**SET TASK:** Output the lines of the data as a JSON list of strings, one string per line with blank lines omitted, starting with the line that contains "the bare leg on this basis." and going on through the end of the data. Leave the pictures out.
DATA RECORDS start
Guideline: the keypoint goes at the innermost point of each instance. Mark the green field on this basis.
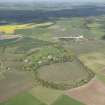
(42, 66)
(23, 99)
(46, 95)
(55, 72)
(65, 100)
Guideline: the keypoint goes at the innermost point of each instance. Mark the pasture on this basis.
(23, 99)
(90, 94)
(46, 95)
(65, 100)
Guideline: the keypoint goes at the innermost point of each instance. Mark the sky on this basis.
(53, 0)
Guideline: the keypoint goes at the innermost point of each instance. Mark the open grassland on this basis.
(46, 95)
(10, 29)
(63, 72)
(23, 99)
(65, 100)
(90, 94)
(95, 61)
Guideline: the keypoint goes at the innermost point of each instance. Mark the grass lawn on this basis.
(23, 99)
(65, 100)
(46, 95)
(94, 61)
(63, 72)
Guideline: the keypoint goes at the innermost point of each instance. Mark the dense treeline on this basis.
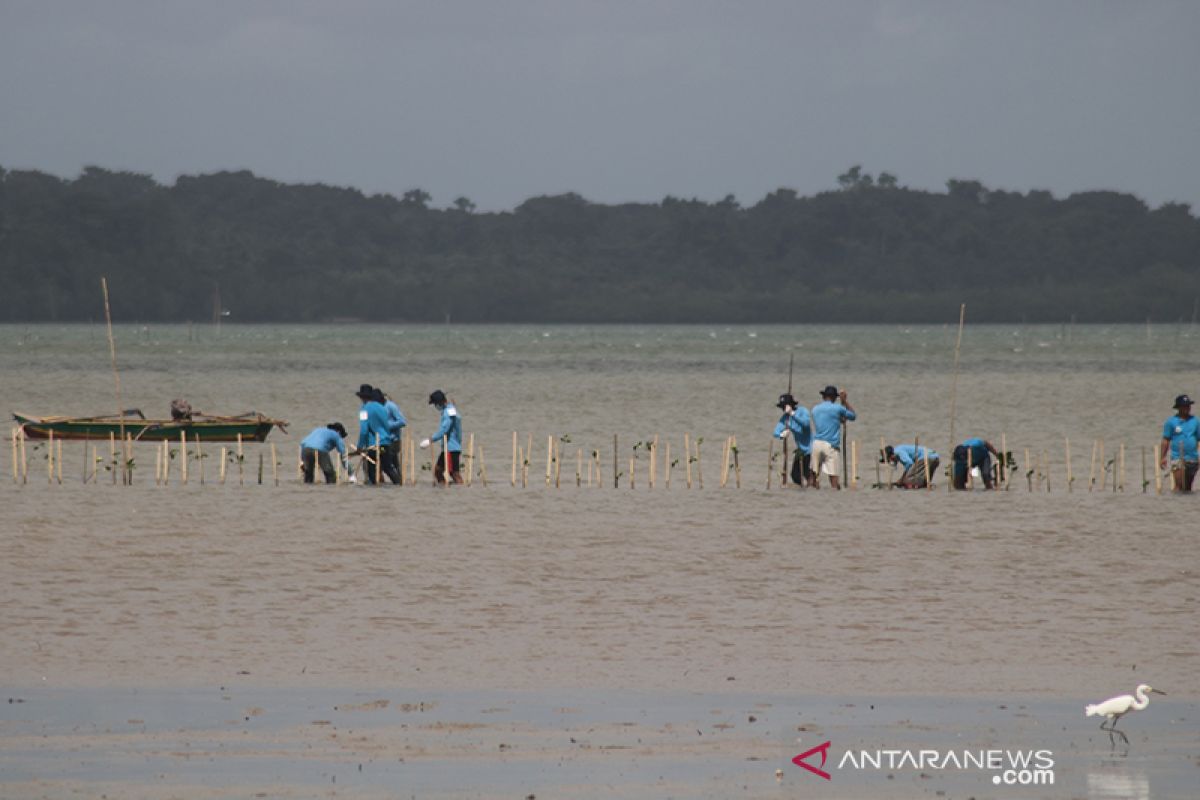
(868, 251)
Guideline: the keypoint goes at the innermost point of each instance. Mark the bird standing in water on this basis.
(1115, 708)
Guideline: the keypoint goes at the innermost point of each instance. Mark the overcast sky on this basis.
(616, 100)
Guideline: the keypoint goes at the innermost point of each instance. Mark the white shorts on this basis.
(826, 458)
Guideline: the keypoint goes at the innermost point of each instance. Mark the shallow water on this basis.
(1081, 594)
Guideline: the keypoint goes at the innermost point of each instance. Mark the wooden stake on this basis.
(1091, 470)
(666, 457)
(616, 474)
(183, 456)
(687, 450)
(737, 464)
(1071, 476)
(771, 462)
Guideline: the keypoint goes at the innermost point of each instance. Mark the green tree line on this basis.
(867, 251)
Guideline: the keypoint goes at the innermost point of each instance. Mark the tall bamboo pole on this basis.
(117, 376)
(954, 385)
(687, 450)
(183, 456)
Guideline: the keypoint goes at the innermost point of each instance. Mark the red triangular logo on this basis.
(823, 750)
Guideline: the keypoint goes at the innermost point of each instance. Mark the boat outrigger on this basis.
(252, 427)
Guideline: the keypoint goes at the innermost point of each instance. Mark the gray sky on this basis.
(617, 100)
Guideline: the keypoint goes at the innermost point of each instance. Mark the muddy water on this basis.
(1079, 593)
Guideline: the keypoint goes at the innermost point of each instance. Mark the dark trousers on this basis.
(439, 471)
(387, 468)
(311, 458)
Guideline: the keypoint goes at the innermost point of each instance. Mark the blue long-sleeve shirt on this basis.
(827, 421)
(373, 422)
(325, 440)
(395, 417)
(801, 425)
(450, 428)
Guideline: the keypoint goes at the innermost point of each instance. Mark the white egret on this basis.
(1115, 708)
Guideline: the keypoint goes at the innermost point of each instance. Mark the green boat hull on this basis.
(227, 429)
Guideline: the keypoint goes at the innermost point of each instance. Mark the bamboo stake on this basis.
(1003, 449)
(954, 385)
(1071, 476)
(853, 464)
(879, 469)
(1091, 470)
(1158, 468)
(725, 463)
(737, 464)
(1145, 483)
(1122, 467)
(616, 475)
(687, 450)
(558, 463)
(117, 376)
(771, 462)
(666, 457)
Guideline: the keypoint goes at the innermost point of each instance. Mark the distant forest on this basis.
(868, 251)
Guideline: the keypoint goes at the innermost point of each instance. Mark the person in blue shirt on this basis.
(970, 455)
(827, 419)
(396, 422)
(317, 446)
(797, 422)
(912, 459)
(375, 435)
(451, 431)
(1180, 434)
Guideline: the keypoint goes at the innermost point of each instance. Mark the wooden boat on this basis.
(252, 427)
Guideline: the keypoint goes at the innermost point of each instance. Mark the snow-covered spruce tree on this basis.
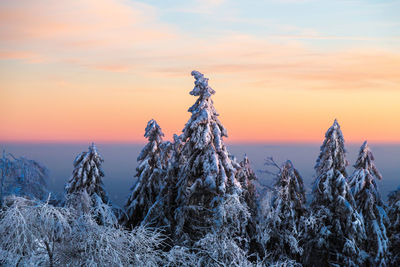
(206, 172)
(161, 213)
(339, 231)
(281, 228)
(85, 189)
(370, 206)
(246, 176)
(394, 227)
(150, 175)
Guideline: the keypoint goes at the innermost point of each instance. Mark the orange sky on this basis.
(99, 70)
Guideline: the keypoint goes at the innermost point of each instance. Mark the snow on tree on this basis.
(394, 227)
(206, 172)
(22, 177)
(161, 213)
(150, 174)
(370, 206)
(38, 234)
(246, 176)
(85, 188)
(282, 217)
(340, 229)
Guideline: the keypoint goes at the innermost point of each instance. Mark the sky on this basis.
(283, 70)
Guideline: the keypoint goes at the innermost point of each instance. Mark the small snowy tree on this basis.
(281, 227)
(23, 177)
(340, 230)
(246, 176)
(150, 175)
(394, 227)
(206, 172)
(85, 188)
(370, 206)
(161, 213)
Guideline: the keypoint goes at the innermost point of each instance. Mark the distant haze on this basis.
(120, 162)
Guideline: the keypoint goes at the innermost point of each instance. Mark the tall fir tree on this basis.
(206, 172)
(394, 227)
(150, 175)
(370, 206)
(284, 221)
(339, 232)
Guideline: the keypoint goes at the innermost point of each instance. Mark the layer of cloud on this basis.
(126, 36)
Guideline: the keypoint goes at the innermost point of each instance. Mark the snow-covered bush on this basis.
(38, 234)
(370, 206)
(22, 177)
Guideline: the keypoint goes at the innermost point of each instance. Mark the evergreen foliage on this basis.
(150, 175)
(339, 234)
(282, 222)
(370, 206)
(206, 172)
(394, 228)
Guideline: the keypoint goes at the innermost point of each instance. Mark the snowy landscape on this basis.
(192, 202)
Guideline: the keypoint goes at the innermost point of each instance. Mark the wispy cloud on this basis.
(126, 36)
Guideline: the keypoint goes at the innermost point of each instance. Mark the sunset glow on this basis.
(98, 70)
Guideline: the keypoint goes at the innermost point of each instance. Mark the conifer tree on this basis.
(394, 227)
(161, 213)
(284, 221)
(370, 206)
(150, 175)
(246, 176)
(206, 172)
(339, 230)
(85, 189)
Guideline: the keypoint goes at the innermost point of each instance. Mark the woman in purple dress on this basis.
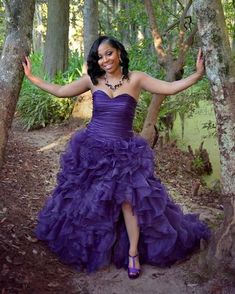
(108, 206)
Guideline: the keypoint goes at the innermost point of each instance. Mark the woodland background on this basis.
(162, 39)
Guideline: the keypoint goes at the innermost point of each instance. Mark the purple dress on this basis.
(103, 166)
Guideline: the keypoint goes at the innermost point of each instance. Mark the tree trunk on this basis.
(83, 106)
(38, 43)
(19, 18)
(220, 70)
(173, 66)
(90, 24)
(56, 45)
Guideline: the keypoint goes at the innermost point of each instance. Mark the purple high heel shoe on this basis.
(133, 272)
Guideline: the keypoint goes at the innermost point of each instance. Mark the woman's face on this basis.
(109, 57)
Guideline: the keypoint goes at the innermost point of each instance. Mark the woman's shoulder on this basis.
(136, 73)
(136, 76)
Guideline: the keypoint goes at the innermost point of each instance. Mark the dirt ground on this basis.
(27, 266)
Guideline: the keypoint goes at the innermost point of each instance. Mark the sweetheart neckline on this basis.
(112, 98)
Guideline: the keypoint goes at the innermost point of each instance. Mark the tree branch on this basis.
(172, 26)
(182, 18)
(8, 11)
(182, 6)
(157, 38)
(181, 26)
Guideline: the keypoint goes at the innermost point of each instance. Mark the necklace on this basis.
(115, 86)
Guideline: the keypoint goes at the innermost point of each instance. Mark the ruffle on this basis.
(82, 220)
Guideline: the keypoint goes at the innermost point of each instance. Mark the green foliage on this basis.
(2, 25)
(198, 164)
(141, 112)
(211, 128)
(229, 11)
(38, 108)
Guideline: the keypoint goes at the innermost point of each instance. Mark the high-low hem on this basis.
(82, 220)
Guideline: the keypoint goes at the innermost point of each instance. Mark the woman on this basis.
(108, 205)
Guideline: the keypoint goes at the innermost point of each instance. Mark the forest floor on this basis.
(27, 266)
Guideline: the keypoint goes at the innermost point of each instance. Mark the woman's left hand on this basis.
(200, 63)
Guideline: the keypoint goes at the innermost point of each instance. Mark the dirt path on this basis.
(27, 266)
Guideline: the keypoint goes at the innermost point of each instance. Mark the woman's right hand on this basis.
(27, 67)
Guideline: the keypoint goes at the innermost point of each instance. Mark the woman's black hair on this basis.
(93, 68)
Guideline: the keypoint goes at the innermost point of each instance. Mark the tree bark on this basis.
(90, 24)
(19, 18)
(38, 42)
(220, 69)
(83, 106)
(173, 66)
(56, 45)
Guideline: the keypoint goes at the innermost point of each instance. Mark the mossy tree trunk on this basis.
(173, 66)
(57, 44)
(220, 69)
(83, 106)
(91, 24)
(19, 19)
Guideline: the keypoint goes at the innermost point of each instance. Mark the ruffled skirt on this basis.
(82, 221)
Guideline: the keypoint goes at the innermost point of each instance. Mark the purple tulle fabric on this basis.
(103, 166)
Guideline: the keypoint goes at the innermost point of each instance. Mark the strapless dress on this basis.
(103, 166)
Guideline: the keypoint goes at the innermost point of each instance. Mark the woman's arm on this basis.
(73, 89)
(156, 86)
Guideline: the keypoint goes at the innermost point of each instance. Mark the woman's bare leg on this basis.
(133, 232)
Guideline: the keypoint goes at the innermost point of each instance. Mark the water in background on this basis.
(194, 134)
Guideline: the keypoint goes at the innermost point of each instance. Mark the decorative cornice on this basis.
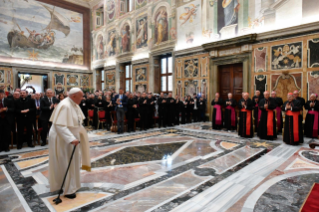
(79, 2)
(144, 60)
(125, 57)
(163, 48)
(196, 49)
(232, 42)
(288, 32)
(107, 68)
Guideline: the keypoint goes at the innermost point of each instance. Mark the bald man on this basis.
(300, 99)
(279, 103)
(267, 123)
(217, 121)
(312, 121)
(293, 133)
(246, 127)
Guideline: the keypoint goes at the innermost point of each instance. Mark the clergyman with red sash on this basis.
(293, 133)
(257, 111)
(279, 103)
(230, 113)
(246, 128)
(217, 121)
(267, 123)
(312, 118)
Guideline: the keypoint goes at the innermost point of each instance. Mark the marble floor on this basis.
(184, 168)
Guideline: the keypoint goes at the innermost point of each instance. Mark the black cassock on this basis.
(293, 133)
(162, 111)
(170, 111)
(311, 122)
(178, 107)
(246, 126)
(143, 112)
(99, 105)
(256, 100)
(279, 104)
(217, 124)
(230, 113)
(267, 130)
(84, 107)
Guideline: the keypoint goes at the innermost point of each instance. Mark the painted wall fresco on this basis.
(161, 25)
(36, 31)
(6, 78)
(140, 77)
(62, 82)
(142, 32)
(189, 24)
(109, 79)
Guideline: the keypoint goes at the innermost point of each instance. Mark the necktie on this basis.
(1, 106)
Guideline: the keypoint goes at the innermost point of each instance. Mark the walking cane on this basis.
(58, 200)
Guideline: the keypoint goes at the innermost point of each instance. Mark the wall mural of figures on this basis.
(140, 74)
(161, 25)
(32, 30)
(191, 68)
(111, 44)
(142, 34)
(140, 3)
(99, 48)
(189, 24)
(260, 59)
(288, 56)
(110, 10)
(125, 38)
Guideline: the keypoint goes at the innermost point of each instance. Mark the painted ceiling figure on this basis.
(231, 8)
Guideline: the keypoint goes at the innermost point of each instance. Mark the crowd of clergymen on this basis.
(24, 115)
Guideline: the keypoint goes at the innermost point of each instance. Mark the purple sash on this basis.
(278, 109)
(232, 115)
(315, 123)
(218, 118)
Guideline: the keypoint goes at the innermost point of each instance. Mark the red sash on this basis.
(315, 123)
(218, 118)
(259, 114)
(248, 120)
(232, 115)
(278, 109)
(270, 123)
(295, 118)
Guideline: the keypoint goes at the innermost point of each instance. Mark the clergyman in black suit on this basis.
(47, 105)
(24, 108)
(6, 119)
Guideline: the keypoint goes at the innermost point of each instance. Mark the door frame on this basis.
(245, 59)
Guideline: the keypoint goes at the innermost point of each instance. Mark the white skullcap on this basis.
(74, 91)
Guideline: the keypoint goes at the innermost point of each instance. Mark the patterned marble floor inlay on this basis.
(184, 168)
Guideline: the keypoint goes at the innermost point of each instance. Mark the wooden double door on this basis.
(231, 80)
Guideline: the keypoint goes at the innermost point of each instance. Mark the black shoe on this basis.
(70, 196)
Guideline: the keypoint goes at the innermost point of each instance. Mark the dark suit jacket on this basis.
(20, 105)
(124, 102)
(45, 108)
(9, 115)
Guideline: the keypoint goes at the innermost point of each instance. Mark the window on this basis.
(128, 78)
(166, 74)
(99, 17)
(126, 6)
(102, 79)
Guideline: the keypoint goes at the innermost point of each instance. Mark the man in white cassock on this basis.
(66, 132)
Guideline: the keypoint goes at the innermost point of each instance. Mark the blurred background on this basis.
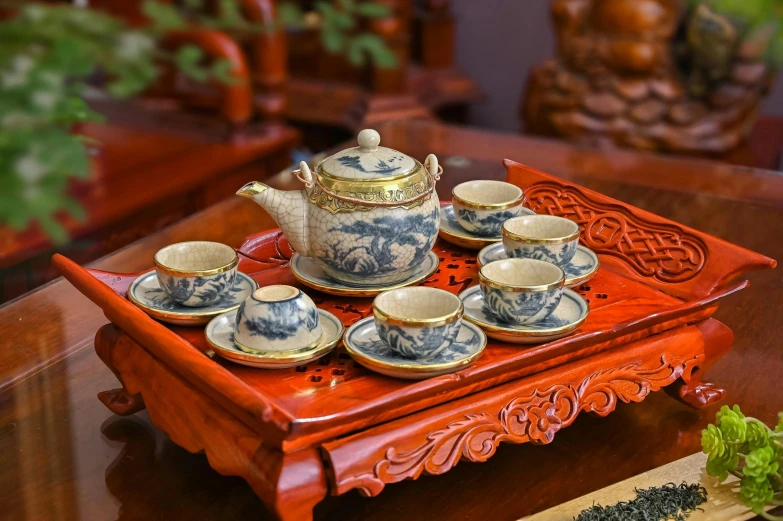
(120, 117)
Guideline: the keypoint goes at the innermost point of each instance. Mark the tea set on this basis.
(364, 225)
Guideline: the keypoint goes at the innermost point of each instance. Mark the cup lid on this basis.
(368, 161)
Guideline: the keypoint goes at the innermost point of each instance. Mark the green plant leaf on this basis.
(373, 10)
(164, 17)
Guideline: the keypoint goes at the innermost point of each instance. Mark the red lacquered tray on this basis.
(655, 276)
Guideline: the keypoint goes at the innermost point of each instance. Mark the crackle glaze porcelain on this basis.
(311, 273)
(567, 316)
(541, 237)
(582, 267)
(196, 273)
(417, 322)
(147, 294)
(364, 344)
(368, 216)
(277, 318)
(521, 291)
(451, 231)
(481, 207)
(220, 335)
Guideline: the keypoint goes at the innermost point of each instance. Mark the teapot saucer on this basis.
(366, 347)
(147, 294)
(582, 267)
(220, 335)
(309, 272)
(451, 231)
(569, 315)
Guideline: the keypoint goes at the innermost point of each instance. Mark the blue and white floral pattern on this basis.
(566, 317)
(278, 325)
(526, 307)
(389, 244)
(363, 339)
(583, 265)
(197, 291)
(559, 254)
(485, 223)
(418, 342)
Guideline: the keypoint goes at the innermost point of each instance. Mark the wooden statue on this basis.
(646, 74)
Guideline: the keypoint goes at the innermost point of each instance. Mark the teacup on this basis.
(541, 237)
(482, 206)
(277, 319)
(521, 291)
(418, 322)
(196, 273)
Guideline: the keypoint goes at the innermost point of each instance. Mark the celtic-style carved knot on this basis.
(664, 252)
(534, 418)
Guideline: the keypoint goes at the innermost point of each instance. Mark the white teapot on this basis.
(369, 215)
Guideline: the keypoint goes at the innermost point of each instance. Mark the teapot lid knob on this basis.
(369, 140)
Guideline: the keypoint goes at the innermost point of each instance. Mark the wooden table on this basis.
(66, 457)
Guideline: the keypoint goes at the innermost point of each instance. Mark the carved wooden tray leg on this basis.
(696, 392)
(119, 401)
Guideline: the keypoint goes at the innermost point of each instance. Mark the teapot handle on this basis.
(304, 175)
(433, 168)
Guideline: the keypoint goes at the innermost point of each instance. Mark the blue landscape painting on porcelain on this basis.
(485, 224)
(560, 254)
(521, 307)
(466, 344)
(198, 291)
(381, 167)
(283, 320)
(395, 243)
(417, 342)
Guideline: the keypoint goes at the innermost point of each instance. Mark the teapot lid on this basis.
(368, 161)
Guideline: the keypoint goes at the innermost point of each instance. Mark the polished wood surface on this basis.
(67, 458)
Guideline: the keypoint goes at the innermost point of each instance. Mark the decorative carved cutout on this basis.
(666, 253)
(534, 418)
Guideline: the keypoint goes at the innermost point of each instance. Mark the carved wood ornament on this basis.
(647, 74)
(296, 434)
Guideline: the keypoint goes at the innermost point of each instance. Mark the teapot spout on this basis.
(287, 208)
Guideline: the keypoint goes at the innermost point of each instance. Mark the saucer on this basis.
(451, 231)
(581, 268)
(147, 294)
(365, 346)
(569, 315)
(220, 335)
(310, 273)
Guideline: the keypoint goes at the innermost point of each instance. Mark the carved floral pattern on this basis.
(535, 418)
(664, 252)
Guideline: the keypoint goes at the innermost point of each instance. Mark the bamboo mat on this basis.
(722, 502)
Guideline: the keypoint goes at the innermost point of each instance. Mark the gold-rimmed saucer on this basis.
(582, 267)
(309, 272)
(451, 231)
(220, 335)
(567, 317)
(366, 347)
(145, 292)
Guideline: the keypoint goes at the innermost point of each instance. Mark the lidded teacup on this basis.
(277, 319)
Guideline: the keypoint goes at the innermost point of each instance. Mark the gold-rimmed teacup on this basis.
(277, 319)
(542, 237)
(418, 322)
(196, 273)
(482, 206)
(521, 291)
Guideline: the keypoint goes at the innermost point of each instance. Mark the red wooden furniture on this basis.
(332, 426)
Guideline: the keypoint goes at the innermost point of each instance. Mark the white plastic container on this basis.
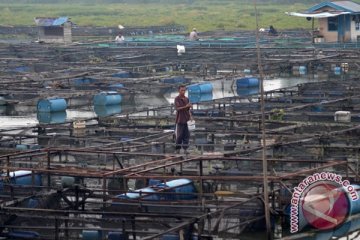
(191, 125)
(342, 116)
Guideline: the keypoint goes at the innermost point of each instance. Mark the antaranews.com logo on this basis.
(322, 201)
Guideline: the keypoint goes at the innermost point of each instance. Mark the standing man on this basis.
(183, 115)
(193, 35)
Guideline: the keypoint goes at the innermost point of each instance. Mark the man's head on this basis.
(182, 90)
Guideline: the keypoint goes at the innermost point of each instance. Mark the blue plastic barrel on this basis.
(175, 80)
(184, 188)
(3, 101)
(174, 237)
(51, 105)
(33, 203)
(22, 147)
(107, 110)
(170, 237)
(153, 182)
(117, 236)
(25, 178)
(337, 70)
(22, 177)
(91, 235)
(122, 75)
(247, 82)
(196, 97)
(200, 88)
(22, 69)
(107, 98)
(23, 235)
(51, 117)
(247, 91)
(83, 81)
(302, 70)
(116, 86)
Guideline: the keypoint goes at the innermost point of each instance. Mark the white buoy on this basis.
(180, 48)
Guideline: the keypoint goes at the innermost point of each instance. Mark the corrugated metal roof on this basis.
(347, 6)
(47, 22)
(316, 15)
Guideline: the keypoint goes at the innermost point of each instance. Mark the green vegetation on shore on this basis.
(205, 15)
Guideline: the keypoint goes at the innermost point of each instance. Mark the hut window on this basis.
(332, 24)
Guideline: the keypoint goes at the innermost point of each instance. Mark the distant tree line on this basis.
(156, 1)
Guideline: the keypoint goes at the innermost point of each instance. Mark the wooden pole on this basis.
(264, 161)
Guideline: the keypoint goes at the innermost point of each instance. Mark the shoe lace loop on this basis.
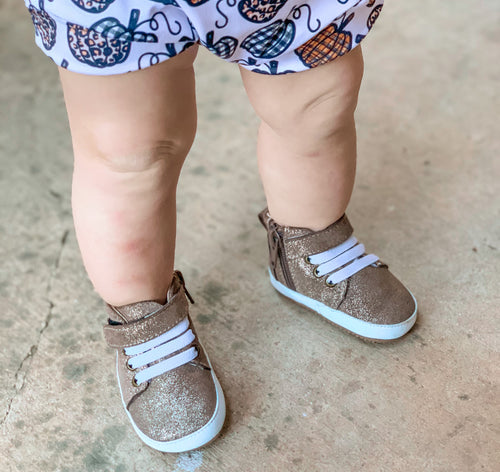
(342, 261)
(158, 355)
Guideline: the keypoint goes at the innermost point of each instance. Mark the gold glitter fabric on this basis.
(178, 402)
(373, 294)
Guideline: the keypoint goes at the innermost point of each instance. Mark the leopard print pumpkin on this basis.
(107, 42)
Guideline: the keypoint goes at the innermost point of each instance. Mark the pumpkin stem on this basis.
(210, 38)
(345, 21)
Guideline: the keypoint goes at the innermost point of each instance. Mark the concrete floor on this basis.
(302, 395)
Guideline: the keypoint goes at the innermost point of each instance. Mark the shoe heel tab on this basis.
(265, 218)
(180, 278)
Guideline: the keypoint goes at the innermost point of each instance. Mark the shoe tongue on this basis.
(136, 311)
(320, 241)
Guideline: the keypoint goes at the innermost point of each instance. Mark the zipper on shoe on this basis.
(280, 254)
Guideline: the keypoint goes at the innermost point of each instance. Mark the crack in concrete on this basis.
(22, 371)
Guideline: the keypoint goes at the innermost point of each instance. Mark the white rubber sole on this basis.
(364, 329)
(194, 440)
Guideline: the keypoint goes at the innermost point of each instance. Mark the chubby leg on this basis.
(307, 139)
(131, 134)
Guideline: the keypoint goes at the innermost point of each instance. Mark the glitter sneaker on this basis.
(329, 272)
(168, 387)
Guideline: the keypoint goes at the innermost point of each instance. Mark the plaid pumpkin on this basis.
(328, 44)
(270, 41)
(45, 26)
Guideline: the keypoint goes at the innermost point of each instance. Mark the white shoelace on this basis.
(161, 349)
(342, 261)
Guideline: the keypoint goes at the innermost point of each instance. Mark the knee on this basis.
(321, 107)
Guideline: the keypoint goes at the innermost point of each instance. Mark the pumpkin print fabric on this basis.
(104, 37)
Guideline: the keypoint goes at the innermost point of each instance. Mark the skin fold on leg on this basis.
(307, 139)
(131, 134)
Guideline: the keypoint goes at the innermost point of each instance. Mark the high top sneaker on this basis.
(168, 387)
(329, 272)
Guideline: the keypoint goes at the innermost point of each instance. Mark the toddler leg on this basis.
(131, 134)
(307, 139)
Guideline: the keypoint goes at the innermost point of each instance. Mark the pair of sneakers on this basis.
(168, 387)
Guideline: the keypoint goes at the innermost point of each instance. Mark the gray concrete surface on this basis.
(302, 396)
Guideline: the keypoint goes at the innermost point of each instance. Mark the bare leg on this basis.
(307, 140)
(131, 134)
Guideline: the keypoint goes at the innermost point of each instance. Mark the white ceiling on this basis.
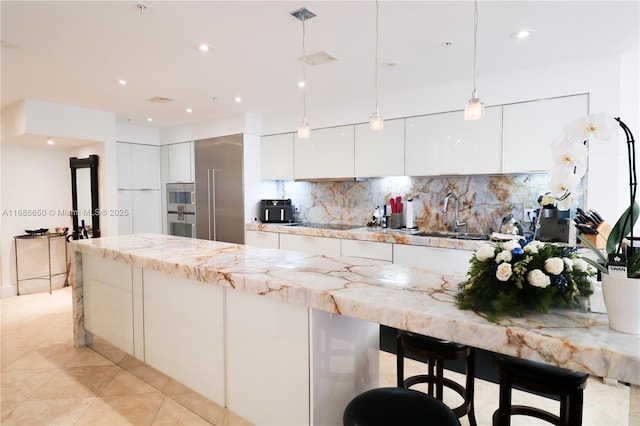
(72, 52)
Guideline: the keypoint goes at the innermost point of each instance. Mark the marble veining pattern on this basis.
DATA RECORDS end
**EXERCISE OUTPUT:**
[
  "Guideline: the keypoint goes at the innermost point of each instance. Mark the bare leg on this basis.",
  "(307, 140)",
  "(131, 134)",
  "Guideline: the keypoint goes at the innermost point of each instance. Mark the white ceiling on this basis.",
  "(72, 52)",
  "Guideline: the keypoint goes at the innermost point of each instance. Mark the marble veining pattern on this basis."
]